Prompt
Every line below should be repeated exactly as written.

Data shown
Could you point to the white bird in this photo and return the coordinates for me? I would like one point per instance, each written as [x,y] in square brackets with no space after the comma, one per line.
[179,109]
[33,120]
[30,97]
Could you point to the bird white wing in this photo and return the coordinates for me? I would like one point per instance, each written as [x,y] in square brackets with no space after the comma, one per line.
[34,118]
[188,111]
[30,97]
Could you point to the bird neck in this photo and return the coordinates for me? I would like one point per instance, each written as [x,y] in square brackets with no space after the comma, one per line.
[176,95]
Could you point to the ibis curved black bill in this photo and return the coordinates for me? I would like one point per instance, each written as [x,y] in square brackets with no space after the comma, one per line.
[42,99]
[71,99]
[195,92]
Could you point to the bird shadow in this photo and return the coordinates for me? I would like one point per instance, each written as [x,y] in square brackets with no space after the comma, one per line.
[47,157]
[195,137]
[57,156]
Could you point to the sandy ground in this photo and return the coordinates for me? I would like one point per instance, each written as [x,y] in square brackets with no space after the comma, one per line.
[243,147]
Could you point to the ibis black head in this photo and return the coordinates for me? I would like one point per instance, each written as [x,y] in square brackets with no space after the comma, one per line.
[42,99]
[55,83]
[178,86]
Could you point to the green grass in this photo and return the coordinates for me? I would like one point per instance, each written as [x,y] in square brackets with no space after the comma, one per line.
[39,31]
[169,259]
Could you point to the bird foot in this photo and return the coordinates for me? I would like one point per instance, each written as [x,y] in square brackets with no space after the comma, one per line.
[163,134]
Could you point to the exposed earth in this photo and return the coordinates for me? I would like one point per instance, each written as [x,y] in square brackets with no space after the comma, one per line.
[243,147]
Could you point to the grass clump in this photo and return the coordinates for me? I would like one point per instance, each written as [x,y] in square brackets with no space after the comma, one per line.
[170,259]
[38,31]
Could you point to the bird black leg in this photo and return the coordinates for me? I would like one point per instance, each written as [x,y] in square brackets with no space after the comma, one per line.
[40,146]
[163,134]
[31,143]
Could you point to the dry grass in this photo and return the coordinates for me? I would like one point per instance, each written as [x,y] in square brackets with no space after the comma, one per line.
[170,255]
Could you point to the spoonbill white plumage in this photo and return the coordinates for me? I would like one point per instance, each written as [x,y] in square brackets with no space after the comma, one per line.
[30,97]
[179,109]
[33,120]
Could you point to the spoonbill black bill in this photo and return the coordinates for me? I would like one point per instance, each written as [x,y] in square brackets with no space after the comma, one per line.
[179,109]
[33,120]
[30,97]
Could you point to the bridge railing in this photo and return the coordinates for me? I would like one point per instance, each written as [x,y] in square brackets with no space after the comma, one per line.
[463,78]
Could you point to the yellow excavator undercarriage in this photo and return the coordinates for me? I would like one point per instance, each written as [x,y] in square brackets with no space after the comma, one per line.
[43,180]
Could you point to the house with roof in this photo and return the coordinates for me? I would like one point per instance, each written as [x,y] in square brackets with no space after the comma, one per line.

Exercise output
Could you point to the white bird in this photo and return the coordinates for me? I would like one point per instance, each written as [x,y] in square brackets with no space after the comma, one per line.
[179,109]
[33,120]
[30,97]
Could you point to the bird white wing in this photo and return the coordinates for me? I would like one point per instance, each written as [x,y] in square brackets with no space after the comma, one per line.
[34,118]
[188,111]
[30,97]
Could you point to the bird neck in this photo and return the coordinates for me? I would like one point per instance, each written as [x,y] in square brackets with no space after the comma, one per line.
[176,95]
Could you point to the ibis curved black bill in this photo and return the coordinates for me? I would like one point per instance, each written as [x,y] in square brackets with no space after the comma, one per line.
[42,99]
[71,99]
[195,92]
Could you point to the bird shadow in this photo and return the coordinates for me? I would like one point per instance, each written as [x,y] in square brackets with no space after the comma, one per line.
[47,157]
[195,137]
[57,156]
Could you point to the sandy ground in this photo and return the coordinates for me? I would like one point per instance, each written as [x,y] in square brackets with no space after the comma, one per line.
[243,147]
Could you point to the ibis black head in this photo and return the coordinates for me? I would like one point per instance, each written as [x,y] in square brackets with no space after the comma, one per line.
[42,99]
[55,83]
[178,86]
Could you point to the green grass in this photo and return the coordinates for me? I would like one point per instance, each written as [x,y] in square brackets with no space after the comma, one per line.
[39,31]
[169,259]
Could you point to the bird foot in this photo and return the coordinates for me? I would like one point per instance, each written as [x,y] in square brackets with no space after the comma, one per line.
[163,134]
Could you point to the exposed earth in this photo and return the coordinates for me? I would like one point per instance, each written as [x,y] in square brackets with no space after the comma, one per line.
[243,147]
Could you point to the grass clump in this photo and return the coordinates for me? I would like one point per instance, each written as [x,y] in square brackets with no space after the comma, one per line.
[170,259]
[38,31]
Could you point to the bird black leg in this photo and return the coordinates for me? I would like one point per instance, each written as [x,y] in square brackets with no space after the comma, one per line.
[40,146]
[163,134]
[31,143]
Could you point to the dry grass in this photo and return the coordinates for me? I would like one point per instance, each written as [x,y] in square brackets with no space after the comma, one per line.
[170,255]
Could you point to the spoonbill white plumage in this photo and return the coordinates for me? I would like one point per instance, each written as [x,y] in square brackets with no space after the comma, one per line.
[30,97]
[179,109]
[33,120]
Could you point to the spoonbill black bill in this photo and return the coordinates for me? I would like one point per instance, each written as [x,y] in square brackets with no space after the comma, one per line.
[179,109]
[33,120]
[30,97]
Could you point to the bridge railing in this photo and return the coordinates for me? I would like one point per instance, each written as [x,y] in square brackets with no space after the comma, one per line.
[463,78]
Could you point to the yellow excavator undercarriage in this photo and return the coordinates for me? I would like one point per instance, each written as [x,y] in square brackets with no space after the comma, one per line.
[43,180]
Could you point to the house with roof in this photo and return the coordinates for me? I would like one point per instance, each written as [x,y] in square brackets with no space after the comma, one per line.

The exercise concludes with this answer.